Work required
From the line containing "Tag each instance of the hooded" through the end of the rows, substitute "mitten" for "glove" and leave everything else as it is.

** start Data for this exercise **

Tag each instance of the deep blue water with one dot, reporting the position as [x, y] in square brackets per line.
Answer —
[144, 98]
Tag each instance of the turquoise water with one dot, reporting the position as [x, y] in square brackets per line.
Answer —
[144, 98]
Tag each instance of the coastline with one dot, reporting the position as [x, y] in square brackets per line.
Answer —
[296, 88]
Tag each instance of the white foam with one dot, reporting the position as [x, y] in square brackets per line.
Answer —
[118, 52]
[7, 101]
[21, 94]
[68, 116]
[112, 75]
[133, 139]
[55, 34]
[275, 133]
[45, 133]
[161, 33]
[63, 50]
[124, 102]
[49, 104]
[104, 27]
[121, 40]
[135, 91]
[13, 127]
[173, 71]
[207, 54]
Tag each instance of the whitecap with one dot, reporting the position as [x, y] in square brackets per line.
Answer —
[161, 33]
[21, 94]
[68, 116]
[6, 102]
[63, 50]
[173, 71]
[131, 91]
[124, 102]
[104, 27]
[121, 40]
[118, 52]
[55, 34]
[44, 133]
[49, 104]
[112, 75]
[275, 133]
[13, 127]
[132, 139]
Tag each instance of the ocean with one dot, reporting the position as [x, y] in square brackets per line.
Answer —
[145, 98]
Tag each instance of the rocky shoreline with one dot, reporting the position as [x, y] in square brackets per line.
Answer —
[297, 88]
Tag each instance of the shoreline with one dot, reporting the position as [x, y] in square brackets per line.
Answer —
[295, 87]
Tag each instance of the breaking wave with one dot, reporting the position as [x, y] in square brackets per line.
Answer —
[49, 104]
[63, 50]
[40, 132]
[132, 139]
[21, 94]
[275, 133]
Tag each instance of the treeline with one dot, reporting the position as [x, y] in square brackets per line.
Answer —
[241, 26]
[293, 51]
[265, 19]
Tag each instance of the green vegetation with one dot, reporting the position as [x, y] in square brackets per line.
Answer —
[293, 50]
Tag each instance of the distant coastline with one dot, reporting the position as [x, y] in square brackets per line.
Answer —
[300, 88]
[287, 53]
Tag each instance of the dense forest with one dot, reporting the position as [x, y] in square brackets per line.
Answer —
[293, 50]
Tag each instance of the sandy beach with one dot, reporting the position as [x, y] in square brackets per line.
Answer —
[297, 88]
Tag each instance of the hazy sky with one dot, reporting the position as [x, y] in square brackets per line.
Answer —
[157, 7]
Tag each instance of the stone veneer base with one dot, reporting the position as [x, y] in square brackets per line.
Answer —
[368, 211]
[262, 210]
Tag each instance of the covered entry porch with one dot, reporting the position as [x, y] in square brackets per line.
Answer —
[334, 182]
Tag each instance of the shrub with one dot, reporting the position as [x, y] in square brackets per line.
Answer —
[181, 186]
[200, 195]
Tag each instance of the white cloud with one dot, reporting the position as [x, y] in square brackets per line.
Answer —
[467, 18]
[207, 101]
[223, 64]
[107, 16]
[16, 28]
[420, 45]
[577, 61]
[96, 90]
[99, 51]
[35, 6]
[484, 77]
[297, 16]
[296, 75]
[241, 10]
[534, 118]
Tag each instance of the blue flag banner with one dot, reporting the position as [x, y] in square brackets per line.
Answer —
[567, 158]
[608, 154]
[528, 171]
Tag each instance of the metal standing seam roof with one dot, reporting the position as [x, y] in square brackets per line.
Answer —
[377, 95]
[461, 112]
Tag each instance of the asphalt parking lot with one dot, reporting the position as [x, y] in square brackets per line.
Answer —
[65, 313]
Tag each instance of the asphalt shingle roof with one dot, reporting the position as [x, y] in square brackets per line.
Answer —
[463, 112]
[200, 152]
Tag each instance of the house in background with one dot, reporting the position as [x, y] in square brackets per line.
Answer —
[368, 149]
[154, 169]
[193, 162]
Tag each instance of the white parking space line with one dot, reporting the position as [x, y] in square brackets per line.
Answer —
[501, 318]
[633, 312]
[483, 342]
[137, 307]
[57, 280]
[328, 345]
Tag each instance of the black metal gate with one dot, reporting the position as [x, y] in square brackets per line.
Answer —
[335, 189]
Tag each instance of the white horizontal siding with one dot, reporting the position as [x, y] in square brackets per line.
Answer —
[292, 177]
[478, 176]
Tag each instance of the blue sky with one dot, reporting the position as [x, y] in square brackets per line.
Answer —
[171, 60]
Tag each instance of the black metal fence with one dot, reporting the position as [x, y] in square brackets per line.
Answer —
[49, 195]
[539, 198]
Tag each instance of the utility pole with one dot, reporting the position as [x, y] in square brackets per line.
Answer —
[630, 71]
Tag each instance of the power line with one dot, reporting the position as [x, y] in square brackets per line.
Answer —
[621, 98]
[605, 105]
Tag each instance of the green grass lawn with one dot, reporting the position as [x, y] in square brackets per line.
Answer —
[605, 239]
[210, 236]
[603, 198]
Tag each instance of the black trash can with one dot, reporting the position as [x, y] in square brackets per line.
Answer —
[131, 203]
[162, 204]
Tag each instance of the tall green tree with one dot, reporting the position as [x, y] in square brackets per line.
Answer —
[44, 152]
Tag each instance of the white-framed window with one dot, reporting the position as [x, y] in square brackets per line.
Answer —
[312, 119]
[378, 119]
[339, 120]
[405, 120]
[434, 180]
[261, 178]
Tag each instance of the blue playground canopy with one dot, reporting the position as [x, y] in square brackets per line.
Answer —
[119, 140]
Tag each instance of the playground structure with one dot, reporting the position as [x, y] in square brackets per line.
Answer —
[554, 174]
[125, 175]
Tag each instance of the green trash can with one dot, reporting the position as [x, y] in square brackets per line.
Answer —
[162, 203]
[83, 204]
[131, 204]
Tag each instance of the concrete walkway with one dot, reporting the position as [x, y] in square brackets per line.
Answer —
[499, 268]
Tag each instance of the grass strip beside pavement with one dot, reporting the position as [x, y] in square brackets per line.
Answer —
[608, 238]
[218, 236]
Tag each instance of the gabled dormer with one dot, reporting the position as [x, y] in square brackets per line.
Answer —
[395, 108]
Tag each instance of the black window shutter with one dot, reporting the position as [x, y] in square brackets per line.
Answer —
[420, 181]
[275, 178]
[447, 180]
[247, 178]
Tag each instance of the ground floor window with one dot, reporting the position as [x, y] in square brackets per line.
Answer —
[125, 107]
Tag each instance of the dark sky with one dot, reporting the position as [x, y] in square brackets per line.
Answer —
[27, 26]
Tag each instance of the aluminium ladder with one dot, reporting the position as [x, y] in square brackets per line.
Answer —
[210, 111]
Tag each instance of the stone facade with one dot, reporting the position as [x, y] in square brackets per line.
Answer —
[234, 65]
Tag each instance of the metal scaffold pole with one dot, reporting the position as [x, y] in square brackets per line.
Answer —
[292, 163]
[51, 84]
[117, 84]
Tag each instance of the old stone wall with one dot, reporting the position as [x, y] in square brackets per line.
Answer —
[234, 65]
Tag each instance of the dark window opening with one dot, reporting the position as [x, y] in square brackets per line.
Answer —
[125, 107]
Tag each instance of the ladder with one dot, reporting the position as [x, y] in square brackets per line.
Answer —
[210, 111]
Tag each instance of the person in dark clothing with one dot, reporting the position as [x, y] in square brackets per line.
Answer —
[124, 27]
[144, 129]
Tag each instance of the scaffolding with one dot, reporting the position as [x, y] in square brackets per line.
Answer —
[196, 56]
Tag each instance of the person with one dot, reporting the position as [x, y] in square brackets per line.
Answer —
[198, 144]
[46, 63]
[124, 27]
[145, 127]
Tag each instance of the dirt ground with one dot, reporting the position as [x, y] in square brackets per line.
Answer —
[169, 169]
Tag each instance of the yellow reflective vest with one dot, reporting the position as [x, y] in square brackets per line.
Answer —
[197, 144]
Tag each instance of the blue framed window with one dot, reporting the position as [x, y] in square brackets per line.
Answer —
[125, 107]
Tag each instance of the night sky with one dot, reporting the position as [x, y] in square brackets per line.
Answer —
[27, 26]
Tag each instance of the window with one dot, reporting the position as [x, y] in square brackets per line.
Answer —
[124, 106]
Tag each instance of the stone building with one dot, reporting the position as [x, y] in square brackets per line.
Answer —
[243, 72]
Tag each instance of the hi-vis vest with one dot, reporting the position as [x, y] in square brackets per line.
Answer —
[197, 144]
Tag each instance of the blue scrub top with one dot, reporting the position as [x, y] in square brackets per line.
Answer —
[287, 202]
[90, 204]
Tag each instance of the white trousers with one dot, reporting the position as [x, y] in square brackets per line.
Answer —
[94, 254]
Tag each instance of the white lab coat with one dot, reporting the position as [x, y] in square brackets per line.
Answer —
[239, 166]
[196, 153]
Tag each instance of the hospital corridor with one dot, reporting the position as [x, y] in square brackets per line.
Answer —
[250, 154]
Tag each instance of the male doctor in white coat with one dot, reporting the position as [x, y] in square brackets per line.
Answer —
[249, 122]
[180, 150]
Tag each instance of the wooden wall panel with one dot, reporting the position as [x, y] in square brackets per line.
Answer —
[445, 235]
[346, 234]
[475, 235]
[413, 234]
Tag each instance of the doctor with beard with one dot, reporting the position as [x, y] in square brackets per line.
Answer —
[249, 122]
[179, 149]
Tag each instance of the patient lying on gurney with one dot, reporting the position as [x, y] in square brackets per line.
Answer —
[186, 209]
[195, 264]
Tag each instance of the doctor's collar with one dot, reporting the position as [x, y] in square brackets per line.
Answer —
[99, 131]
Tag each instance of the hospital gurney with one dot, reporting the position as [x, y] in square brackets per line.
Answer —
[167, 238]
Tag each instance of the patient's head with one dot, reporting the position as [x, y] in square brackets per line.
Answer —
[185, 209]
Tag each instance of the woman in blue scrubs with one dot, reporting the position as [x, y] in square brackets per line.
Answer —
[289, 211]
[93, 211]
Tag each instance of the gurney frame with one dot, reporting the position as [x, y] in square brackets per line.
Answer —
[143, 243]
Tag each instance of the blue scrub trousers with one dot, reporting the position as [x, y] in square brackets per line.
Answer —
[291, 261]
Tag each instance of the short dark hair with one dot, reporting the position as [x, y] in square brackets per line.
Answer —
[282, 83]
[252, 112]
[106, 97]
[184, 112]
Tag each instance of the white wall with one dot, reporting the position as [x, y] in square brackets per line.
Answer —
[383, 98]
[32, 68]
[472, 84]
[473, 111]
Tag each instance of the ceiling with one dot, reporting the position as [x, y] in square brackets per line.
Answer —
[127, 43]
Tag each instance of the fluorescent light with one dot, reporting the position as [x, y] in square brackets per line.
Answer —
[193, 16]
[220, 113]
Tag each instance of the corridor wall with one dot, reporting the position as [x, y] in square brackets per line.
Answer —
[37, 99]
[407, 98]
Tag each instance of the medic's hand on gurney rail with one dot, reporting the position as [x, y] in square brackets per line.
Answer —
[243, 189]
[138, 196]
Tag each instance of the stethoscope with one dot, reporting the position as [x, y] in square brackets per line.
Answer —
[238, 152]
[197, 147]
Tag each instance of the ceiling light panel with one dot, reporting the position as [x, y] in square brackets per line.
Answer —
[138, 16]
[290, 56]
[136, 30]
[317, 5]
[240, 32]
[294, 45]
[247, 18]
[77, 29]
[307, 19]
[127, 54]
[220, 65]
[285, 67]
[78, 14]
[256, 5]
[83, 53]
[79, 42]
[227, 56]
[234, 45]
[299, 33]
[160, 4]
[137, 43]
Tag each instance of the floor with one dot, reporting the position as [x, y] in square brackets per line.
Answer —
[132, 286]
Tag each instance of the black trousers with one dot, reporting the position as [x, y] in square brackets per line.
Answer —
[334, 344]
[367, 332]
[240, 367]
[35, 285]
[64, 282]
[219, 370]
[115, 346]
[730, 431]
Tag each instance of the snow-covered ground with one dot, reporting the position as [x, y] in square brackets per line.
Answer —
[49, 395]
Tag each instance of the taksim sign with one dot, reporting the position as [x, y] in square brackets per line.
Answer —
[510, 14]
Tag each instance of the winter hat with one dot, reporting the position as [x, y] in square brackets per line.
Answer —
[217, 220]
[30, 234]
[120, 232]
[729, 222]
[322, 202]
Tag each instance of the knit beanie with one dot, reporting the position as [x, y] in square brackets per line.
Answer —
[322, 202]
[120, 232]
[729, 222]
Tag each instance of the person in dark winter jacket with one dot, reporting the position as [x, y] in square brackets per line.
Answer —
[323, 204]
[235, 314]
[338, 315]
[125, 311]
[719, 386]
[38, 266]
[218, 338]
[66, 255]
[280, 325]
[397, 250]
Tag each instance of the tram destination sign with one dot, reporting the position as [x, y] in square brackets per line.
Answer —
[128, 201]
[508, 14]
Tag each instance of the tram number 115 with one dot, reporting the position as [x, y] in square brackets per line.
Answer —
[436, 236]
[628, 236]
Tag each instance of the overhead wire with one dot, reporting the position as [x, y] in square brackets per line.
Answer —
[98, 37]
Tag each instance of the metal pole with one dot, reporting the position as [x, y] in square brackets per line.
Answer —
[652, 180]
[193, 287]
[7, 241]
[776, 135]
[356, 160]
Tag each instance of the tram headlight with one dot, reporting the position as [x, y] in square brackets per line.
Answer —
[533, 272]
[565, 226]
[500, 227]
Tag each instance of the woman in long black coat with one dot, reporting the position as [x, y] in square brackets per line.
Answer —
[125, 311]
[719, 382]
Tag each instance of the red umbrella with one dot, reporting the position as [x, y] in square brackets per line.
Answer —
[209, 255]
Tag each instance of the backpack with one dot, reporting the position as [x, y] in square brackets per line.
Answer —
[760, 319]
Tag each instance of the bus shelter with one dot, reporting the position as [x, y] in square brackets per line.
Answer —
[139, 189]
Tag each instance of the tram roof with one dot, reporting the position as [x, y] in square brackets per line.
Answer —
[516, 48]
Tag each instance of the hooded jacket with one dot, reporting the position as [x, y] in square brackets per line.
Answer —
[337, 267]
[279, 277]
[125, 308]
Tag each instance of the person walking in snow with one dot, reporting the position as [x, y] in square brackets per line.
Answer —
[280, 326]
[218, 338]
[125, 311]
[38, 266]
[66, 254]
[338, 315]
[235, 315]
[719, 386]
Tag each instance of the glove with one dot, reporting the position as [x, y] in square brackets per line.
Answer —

** end Data for this exercise **

Task answer
Tag each instance of the hooded jacket with one dot, reporting the position as [x, y] in square brackets per line.
Answer —
[337, 267]
[279, 277]
[125, 308]
Tag each instance of the person walking in snow with one dot, reporting the position as [x, y] in square brackets per line.
Answer —
[280, 326]
[218, 338]
[125, 311]
[38, 266]
[66, 254]
[338, 315]
[235, 315]
[719, 386]
Tag each instance of the mitten with one dot, reporting the position as [x, y] in square brackets per line.
Answer —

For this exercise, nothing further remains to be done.